● **Stated problem**: Please transcribe the statement below on printmaking and eco-dyeing in full, word for word.

══ Passage to read

I am a printmaker by training. The primary focus of my art for over 20 years was multiple colour, stone and plate lithography and intaglio. My prints are all original works of art created within a specific printmaking medium and hand printed by me. In 1993 I started working in theatre as a costume assistant. I began printing fabrics and shifted into creating One-of-a-Kind, "Art Wear" works. This lead to an increased interest in dyeing textiles and my eventual discovery of Eco-Colour Dyeing.

My larger "Art Wear"  pieces are inspired by my work in theatre and are created primarily for exhibition and performance purposes. Smaller works in the form of Eco-Dyed scarves are more accessible as "Wearable Art". Every two years I attend a collaborative art making event (CollaboratioNZ) in New Zealand. Because of the enjoyment I get from Eco-Dyeing, I always spend a few extra weeks in New Zealand so that I can take advantage of the eucalyptus trees that grow there. I love the magic that emerges as you undo one of the not-so-attractive black/brownish bundles that you pull from the iron dye bath. It takes a lot of time and hand strength to bundle several layers of plant material into a 3 x 4 meter piece of silk, so the scarves are a "resting point" during my dye days. They offer me the pleasure of discovery without stressing my hands too much, and I can bundle several scarves in the time it takes me to bundle one section of silk yardage.

════
══ Information given

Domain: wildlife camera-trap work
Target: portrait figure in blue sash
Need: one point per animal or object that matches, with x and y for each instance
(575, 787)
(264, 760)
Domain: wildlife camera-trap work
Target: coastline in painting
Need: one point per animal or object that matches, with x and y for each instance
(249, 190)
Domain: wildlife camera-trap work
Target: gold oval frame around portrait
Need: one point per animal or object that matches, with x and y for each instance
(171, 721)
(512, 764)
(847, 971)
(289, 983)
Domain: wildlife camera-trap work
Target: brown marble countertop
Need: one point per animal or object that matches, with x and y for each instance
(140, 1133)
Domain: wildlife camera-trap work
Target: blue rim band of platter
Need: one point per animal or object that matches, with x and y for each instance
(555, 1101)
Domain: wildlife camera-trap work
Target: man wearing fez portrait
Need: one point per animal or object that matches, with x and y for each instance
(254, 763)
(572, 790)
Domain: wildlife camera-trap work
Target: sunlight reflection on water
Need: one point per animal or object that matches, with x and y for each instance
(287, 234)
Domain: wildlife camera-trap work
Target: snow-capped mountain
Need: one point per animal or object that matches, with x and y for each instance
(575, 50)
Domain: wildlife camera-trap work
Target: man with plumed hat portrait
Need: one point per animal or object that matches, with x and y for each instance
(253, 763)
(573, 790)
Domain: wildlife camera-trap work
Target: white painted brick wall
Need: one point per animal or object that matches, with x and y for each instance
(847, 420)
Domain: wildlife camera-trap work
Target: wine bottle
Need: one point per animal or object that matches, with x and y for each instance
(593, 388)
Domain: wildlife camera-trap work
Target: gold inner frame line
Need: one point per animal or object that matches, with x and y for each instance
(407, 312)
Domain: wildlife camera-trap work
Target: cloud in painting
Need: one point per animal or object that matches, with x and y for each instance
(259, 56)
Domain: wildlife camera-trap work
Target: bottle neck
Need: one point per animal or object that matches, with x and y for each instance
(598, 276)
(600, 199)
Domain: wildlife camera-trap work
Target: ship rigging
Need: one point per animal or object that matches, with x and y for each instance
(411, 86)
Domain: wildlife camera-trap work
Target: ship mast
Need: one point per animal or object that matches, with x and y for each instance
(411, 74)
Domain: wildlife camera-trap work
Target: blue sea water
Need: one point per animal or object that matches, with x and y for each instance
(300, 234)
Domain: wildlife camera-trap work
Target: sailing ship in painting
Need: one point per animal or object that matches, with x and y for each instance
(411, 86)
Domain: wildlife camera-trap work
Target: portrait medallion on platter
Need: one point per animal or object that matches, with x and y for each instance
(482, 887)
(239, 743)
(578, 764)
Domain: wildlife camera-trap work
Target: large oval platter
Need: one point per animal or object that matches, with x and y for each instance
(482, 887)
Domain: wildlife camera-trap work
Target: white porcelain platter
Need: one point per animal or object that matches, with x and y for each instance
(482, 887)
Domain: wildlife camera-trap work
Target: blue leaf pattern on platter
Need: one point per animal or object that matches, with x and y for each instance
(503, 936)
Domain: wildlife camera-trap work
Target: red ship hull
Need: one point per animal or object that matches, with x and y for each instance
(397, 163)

════

● **Worked answer**:
I am a printmaker by training. The primary focus of my art for over 20 years was multiple colour, stone and plate lithography and intaglio. My prints are all original works of art created within a specific printmaking medium and hand printed by me. In 1993 I started working in theatre as a costume assistant. I began printing fabrics and shifted into creating One-of-a-Kind, "Art Wear" works. This lead to an increased interest in dyeing textiles and my eventual discovery of Eco-Colour Dyeing.

My larger "Art Wear"  pieces are inspired by my work in theatre and are created primarily for exhibition and performance purposes. Smaller works in the form of Eco-Dyed scarves are more accessible as "Wearable Art". Every two years I attend a collaborative art making event (CollaboratioNZ) in New Zealand. Because of the enjoyment I get from Eco-Dyeing, I always spend a few extra weeks in New Zealand so that I can take advantage of the eucalyptus trees that grow there. I love the magic that emerges as you undo one of the not-so-attractive black/brownish bundles that you pull from the iron dye bath. It takes a lot of time and hand strength to bundle several layers of plant material into a 3 x 4 meter piece of silk, so the scarves are a "resting point" during my dye days. They offer me the pleasure of discovery without stressing my hands too much, and I can bundle several scarves in the time it takes me to bundle one section of silk yardage.